Passage given –
▬▬▬▬▬▬▬▬▬▬

New Sherwood

National firearms panic?

The Yeoman Farmer reports some alarming news from his local firearms dealer. Apparently the election of Barack Obama has sparked what looks like a national firearms panic. Today’s Orland Press-Register runs a similar story.

The pistol pictured above is a Ruger GP100 .357 magnum, which I recently purchased on the advice of a good and knowledgeable friend. This revolver gets excellent reviews everywhere. Unfortunately, much as I believe in shopping locally, I was unable to make the purchase from our dealer here in Orland. They were not only out of stock, but so were their suppliers – the gun was backordered without an estimated lead time. I made the purchase in Butte County and probably paid too much money. Given the volatile political and economic situation today, I didn’t want to wait for prices to come down.

The GP100 is manufactured with barrels of various lengths. I ended up with the shortest – 3 inches – for marginally better concealability. Concealed carry permits are issued by the county sheriff. They’re easy to get in some counties, almost impossible to get in others. We’ve had a few incidents in Glenn County lately that are definitely cause for concern.

▬▬▬▬▬▬▬▬▬▬

Data –
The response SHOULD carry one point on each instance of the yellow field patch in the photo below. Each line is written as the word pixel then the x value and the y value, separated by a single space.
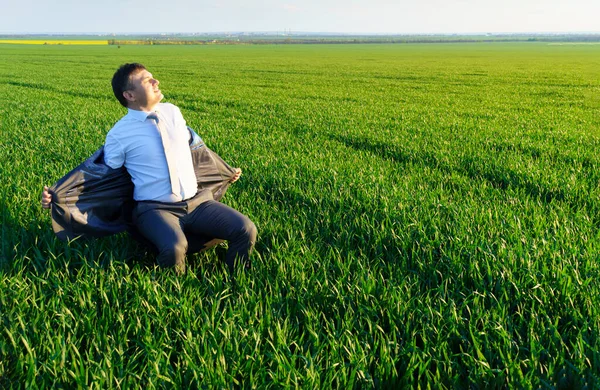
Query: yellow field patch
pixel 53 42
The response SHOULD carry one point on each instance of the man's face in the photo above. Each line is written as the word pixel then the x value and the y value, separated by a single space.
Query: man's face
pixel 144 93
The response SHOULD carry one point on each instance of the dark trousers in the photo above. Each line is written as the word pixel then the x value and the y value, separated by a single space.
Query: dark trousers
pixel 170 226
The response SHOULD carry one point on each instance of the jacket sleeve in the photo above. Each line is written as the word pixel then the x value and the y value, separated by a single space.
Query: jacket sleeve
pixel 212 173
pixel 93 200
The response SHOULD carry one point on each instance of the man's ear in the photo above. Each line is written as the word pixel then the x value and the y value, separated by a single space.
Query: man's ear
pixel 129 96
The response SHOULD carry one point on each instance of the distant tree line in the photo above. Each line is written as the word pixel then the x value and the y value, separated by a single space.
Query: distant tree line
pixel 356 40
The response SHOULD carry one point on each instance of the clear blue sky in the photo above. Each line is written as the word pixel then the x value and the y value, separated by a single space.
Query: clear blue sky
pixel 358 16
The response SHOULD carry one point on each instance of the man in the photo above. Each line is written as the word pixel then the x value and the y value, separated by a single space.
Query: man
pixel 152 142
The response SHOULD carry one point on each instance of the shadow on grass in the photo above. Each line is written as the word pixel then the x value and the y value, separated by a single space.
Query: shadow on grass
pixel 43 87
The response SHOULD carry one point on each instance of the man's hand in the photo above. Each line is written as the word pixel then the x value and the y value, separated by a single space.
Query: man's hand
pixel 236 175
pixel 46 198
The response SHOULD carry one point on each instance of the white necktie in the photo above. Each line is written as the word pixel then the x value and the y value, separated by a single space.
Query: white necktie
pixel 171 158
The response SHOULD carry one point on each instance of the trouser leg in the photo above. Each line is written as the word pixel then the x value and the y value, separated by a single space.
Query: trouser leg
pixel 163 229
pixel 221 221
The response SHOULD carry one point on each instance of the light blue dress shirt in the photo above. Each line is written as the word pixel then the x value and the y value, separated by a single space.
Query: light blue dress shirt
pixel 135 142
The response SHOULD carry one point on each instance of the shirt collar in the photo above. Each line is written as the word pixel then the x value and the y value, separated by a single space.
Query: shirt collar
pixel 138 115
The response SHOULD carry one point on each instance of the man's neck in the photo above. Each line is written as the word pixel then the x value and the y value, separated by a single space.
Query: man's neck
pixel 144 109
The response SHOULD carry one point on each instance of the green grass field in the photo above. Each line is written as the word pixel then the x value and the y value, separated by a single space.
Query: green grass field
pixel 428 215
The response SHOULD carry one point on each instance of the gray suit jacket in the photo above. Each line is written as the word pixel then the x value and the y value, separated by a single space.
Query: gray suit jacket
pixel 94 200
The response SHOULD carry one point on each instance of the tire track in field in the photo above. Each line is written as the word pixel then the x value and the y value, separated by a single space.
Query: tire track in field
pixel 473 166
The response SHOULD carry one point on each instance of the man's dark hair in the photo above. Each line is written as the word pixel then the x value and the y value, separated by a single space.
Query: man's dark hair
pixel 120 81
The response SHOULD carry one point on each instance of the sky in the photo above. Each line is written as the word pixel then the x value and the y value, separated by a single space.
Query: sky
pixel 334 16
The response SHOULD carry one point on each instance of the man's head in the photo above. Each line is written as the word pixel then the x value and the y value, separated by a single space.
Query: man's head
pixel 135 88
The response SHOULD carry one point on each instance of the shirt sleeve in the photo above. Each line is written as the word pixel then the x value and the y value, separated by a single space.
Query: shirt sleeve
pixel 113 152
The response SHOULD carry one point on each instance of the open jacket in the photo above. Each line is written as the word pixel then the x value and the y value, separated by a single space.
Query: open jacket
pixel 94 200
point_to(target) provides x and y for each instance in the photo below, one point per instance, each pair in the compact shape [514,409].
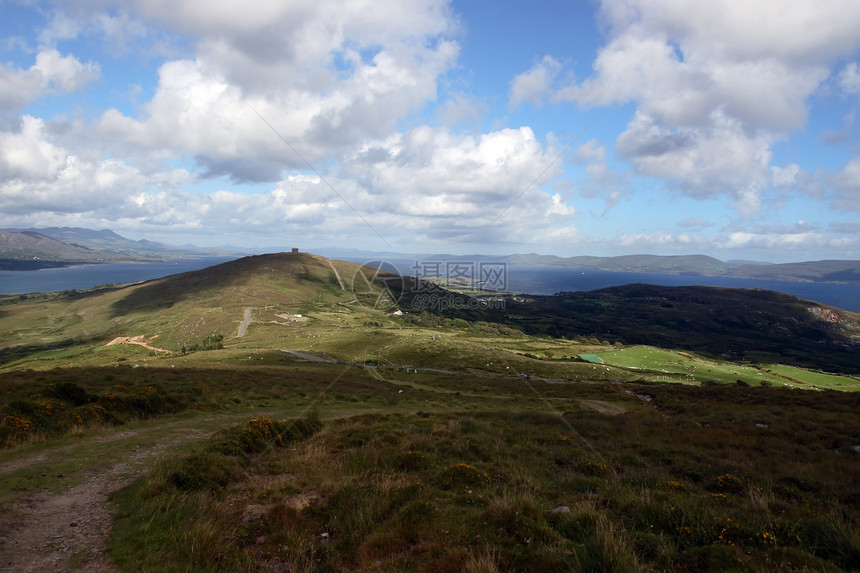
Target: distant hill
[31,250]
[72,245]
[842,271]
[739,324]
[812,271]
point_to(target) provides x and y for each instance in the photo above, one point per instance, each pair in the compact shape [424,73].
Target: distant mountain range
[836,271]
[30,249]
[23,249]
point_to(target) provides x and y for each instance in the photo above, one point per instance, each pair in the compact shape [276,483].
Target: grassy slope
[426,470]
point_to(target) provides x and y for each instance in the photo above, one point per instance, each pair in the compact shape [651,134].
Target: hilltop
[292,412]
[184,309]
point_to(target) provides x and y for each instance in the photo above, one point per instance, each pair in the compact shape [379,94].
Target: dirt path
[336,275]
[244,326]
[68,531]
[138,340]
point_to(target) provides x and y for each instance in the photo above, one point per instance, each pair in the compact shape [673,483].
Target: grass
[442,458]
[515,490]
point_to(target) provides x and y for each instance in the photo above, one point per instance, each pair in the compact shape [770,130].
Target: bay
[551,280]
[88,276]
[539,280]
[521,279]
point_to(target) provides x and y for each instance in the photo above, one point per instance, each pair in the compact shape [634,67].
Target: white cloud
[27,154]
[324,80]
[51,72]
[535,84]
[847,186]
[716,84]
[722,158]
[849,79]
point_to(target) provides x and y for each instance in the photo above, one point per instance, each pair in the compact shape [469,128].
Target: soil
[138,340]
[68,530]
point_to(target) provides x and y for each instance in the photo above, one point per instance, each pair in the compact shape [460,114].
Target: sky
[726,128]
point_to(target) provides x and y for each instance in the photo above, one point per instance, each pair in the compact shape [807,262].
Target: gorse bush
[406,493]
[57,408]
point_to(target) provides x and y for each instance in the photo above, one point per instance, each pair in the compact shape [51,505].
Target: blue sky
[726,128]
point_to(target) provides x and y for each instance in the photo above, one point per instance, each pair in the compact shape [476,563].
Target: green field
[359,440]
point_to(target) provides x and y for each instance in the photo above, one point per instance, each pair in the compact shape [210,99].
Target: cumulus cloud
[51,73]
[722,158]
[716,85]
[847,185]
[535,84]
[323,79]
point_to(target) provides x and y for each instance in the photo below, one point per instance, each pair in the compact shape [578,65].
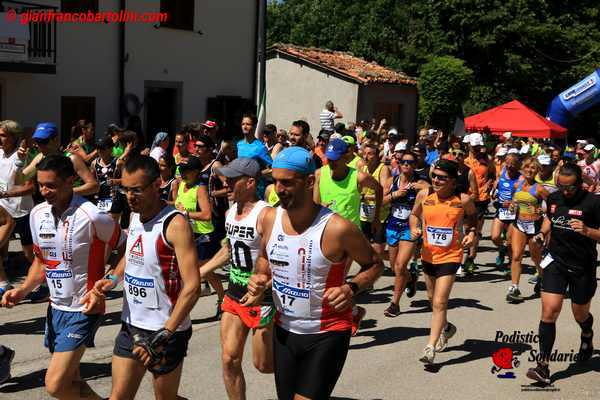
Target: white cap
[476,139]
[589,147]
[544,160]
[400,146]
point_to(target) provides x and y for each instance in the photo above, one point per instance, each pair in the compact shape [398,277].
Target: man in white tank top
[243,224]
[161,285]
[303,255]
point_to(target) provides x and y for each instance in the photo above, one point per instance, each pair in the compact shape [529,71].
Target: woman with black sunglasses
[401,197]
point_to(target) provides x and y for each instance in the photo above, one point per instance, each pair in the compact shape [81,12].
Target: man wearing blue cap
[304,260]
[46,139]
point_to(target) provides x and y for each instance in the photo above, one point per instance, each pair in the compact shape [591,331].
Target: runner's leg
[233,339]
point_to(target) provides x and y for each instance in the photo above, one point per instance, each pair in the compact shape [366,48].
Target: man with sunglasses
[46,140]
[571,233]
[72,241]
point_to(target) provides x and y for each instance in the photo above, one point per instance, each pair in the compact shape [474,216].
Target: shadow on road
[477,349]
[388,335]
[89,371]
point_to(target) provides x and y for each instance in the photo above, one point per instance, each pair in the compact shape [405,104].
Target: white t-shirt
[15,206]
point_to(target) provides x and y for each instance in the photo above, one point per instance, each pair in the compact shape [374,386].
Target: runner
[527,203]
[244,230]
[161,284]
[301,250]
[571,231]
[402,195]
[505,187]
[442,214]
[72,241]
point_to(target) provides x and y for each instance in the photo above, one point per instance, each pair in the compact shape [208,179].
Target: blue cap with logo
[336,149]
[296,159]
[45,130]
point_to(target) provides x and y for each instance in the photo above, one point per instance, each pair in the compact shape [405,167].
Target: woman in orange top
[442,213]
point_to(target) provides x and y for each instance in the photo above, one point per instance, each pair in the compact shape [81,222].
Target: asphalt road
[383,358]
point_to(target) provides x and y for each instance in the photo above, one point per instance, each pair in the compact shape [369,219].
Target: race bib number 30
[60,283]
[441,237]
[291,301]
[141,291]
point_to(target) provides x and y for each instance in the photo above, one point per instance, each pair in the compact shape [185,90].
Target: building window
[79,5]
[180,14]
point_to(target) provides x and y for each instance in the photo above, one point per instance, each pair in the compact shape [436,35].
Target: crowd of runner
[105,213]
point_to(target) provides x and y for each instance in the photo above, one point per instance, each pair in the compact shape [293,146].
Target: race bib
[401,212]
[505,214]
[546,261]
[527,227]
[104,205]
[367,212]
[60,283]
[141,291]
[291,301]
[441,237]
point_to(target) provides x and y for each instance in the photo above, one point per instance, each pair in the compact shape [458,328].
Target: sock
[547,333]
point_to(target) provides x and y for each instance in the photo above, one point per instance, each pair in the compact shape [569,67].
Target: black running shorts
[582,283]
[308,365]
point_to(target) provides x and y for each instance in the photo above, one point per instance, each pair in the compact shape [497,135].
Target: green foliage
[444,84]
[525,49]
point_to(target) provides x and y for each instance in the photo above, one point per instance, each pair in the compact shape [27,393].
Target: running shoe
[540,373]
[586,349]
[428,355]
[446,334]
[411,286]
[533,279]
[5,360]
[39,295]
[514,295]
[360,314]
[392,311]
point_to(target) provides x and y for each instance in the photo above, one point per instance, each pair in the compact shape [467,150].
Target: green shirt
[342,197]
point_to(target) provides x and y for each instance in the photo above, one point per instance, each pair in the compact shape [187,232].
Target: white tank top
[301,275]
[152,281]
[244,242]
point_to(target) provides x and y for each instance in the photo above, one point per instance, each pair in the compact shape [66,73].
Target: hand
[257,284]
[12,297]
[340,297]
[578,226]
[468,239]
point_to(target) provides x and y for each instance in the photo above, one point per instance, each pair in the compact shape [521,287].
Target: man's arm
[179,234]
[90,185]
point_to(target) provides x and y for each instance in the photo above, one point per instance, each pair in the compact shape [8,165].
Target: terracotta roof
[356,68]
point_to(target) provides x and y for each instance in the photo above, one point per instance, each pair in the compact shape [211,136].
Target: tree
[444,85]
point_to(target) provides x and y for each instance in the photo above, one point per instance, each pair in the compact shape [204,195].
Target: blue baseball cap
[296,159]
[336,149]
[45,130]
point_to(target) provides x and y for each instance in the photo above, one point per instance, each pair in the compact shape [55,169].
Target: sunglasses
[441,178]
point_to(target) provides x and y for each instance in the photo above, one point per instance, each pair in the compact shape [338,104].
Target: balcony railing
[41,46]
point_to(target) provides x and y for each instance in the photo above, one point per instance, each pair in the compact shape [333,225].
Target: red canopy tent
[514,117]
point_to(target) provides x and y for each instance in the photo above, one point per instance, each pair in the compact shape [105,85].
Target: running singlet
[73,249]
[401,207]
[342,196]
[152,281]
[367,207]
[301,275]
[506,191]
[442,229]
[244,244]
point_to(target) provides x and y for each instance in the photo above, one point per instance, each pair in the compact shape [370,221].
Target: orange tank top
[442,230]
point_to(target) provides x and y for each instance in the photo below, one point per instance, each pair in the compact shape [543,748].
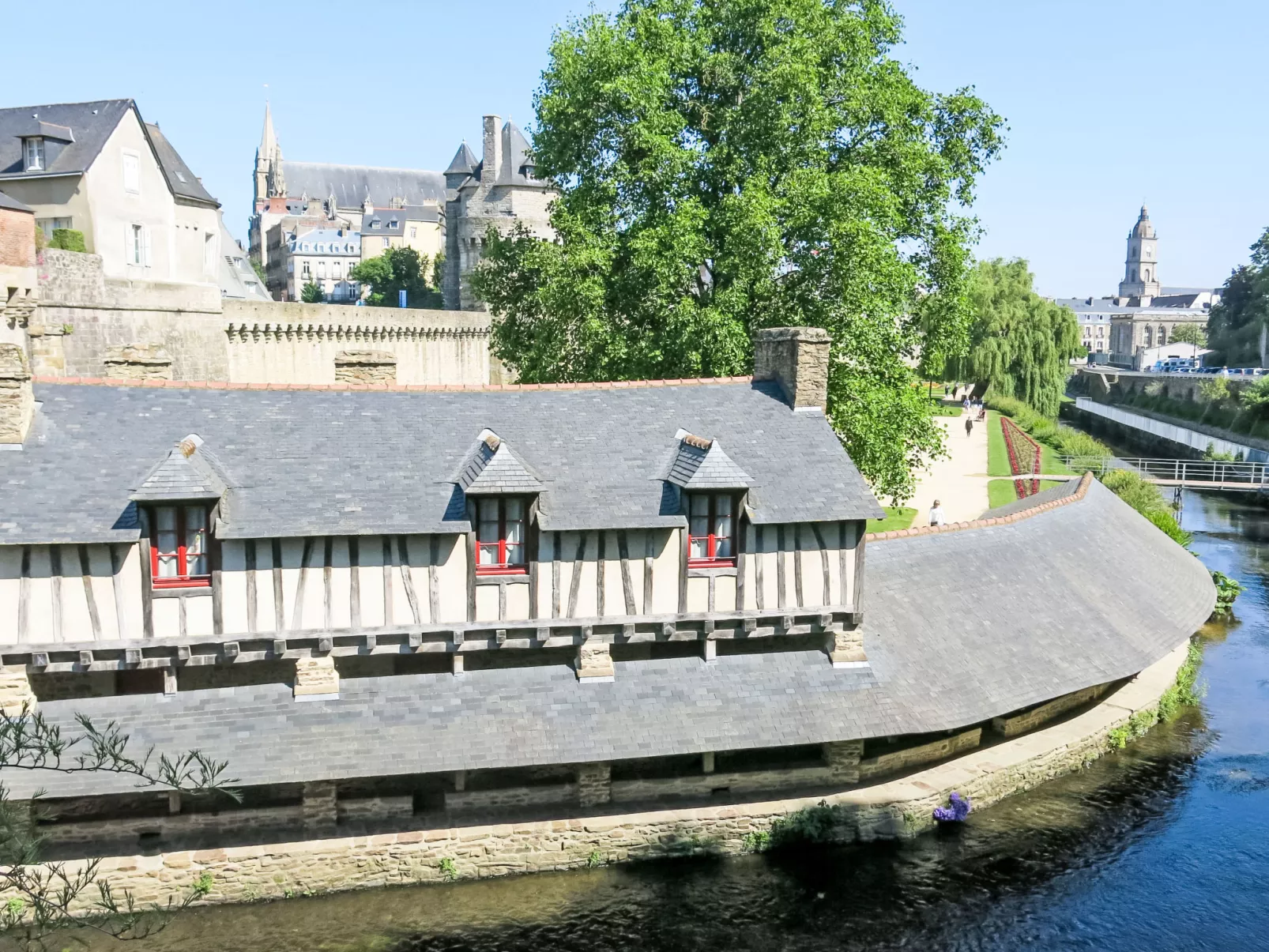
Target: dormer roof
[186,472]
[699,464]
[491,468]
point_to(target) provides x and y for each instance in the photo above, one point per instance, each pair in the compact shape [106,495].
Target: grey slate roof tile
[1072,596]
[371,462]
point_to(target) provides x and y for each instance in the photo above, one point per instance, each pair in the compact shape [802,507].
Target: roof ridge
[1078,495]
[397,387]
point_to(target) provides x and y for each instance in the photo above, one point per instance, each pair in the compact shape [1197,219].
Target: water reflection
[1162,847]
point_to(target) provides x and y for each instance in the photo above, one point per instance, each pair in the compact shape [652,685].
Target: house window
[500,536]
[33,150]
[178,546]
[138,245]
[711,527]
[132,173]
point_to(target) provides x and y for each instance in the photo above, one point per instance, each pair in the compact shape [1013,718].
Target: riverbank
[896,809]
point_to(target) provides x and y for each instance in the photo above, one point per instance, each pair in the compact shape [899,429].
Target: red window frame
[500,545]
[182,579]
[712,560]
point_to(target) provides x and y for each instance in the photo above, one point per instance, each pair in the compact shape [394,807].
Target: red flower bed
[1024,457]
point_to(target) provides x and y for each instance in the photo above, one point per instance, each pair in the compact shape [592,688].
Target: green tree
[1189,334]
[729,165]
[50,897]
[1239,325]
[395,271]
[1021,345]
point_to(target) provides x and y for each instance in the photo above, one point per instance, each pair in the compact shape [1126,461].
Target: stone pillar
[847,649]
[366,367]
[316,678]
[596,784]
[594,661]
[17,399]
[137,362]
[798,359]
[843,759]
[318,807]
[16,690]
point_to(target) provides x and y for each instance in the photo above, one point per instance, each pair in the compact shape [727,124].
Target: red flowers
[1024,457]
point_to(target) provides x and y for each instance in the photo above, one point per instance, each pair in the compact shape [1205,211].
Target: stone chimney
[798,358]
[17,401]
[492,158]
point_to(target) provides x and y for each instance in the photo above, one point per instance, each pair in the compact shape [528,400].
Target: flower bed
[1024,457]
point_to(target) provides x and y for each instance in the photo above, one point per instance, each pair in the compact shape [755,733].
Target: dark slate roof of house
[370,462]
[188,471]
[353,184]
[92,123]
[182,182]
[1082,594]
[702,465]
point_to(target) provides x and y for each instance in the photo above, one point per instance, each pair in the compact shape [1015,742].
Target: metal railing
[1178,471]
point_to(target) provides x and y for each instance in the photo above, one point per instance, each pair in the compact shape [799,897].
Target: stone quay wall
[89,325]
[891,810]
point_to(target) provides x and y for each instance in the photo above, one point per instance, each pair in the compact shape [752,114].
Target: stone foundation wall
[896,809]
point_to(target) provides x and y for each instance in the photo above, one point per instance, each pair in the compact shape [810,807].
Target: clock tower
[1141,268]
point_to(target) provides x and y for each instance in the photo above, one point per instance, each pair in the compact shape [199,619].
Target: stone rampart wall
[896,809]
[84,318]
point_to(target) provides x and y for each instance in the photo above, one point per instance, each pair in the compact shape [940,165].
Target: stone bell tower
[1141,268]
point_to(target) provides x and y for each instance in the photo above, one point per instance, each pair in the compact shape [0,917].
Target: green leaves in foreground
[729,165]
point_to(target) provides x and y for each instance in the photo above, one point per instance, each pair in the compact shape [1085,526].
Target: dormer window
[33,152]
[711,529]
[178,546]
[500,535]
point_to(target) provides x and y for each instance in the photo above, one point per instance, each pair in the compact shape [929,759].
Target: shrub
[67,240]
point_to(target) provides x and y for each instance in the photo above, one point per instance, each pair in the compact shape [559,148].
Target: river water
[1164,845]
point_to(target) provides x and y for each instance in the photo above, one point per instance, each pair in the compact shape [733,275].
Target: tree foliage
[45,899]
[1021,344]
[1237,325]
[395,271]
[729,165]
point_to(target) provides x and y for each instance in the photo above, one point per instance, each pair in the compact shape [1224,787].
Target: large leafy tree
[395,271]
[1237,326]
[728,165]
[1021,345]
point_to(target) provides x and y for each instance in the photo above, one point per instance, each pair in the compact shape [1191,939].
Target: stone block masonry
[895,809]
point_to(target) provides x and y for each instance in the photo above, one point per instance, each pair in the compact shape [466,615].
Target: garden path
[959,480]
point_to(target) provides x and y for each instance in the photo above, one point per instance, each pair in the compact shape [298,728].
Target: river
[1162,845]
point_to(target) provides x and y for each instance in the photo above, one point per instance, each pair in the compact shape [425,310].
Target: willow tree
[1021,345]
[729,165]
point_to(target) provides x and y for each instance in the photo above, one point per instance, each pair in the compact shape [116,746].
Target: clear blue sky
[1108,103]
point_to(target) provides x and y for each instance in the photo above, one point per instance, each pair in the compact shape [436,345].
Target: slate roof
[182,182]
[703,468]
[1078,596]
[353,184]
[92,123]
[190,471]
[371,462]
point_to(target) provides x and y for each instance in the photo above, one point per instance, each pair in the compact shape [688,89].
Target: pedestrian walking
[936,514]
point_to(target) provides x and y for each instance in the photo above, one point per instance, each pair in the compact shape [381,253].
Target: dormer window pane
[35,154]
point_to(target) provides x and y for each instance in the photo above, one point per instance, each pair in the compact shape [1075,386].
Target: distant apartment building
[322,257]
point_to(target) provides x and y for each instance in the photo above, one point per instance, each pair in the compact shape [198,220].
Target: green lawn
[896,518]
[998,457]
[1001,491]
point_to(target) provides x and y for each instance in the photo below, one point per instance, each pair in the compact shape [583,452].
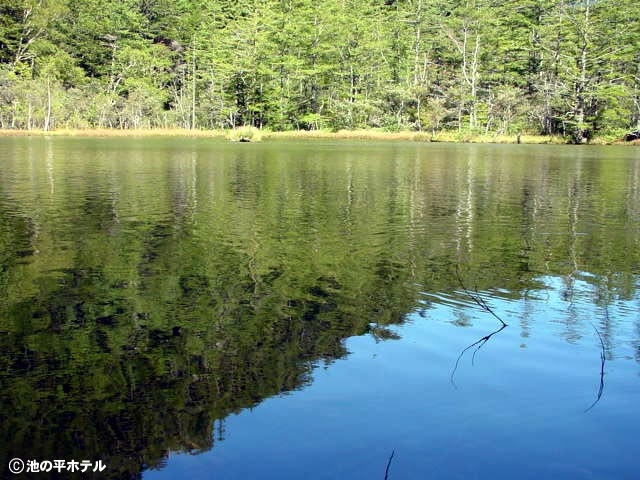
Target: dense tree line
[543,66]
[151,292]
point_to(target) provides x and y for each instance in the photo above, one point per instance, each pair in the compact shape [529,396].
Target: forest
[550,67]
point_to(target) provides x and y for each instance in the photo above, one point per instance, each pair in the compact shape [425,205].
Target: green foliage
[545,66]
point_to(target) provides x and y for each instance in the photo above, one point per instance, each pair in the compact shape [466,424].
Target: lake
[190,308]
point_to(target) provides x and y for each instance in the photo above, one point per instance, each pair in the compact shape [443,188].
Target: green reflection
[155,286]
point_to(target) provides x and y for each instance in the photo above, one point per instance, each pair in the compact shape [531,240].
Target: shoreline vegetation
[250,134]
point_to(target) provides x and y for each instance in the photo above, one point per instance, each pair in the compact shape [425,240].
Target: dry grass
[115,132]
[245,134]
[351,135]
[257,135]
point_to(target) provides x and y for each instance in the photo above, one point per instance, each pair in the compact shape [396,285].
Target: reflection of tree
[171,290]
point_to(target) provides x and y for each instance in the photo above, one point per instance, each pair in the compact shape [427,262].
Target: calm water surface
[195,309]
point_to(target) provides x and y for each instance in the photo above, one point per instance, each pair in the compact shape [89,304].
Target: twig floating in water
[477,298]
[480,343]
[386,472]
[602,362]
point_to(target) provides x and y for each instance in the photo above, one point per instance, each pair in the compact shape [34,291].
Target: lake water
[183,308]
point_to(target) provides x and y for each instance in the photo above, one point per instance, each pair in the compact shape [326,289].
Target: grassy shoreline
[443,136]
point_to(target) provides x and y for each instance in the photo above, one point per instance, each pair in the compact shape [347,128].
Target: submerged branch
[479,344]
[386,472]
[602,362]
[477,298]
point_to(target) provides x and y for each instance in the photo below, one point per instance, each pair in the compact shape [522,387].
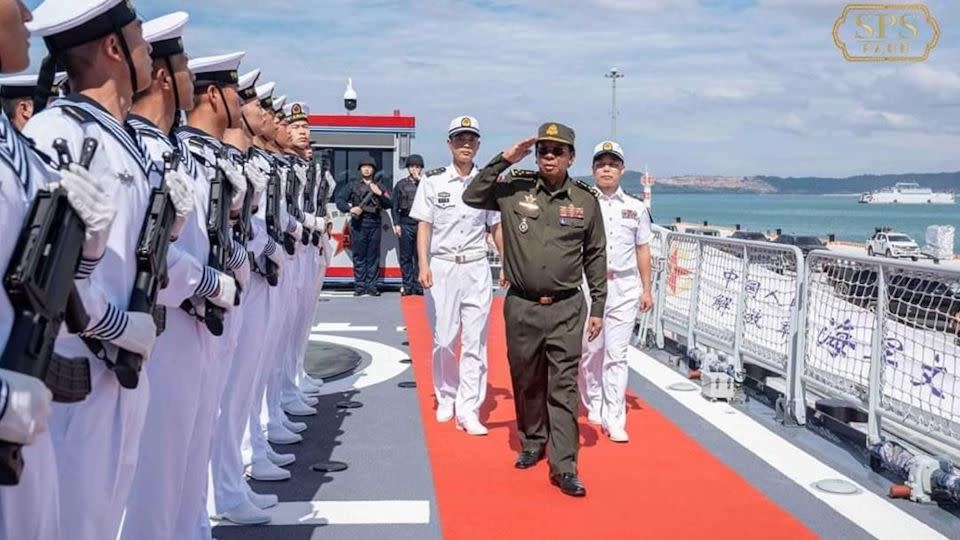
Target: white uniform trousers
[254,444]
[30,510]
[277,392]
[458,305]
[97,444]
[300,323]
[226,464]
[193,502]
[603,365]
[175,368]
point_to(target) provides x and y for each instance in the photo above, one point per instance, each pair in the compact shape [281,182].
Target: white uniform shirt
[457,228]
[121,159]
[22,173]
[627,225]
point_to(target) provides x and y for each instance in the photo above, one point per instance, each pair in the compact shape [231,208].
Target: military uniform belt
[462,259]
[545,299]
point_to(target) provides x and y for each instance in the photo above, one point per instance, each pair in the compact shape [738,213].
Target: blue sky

▬▬▬▬▬▬▬▬▬▬

What this exercise asks –
- 1) In the firearms panic post above, who issues concealed carry permits?
- 2) Copy word for word the stretch of the firearms panic post that opens with the words containing "National firearms panic?" and closes with "a similar story.".

Answer set –
- 1) The county sheriff issues them.

- 2)
National firearms panic?

The Yeoman Farmer reports some alarming news from his local firearms dealer. Apparently the election of Barack Obama has sparked what looks like a national firearms panic. Today’s Orland Press-Register runs a similar story.